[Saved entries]

»»

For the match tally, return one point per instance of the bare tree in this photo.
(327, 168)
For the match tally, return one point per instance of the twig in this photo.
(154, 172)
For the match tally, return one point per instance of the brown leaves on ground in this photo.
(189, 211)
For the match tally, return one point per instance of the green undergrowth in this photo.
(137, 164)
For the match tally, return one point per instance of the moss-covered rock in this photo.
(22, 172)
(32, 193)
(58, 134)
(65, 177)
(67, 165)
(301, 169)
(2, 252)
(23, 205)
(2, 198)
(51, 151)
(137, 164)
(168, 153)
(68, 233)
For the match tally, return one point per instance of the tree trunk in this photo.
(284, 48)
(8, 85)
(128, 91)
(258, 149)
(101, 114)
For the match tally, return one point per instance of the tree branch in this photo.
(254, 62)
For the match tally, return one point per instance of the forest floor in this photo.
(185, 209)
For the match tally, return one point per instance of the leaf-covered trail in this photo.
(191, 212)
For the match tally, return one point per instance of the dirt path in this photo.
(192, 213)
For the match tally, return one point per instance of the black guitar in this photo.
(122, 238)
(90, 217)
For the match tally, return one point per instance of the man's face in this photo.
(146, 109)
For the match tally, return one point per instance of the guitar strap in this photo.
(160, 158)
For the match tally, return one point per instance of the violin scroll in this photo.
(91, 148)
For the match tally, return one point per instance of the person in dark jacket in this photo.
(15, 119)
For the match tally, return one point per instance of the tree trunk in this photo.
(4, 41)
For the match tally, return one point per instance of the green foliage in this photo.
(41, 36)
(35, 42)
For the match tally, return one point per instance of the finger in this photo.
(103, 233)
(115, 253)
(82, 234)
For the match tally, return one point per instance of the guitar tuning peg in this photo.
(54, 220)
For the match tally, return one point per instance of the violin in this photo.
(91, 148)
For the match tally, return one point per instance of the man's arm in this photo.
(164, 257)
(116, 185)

««

* **WORK TASK**
Output the records again in full. Keep every character as written.

* **EXPECTED OUTPUT**
For the match tally, return one point per instance of the bare tree in this photo.
(327, 168)
For the match tally, return one point per instance of the twig in this photo.
(154, 172)
For the match tally, return one point per instance of the brown leaves on ground in this photo.
(189, 211)
For the match tally, return one point per instance of the green undergrowth in this photo.
(137, 164)
For the match tally, return one point per instance of the moss-covered rock in this photo.
(22, 172)
(32, 193)
(58, 134)
(65, 177)
(67, 165)
(301, 169)
(2, 252)
(23, 205)
(2, 198)
(51, 151)
(137, 164)
(168, 153)
(68, 233)
For the match tally, return one point per instance of the tree trunk in this photo.
(284, 48)
(8, 85)
(128, 91)
(258, 149)
(101, 114)
For the match tally, return one point per instance of the tree branch in this photo.
(254, 62)
For the match tally, return one point per instance of the forest floor in this photo.
(185, 209)
For the match tally, return one point per instance of the leaf-covered trail in this photo.
(191, 212)
For the match tally, return one point per instance of the dirt path in this photo.
(192, 213)
For the match tally, return one point per instance of the black guitar in this photo.
(122, 238)
(90, 217)
For the match tally, return one point per instance of the man's face in this photo.
(146, 109)
For the match tally, return one point per instance of the guitar strap in this photo.
(160, 158)
For the match tally, return one point per instance of the violin scroll in this photo.
(91, 148)
For the match tally, return one point per instance of the person in dark jacket in this photo.
(15, 119)
For the match tally, return one point per instance of the tree trunk in this photo.
(4, 41)
For the match tally, return one point per instance of the green foliage in this photo.
(41, 36)
(35, 42)
For the match tally, return one point per instance of the finger in this photo.
(103, 233)
(115, 253)
(82, 234)
For the match tally, return one point per instance of the guitar tuning peg in this photo.
(54, 220)
For the match tally, return one point per instance of the violin in this photo.
(91, 148)
For the match tally, return one point per instance of the man's arm in this photo.
(164, 257)
(116, 185)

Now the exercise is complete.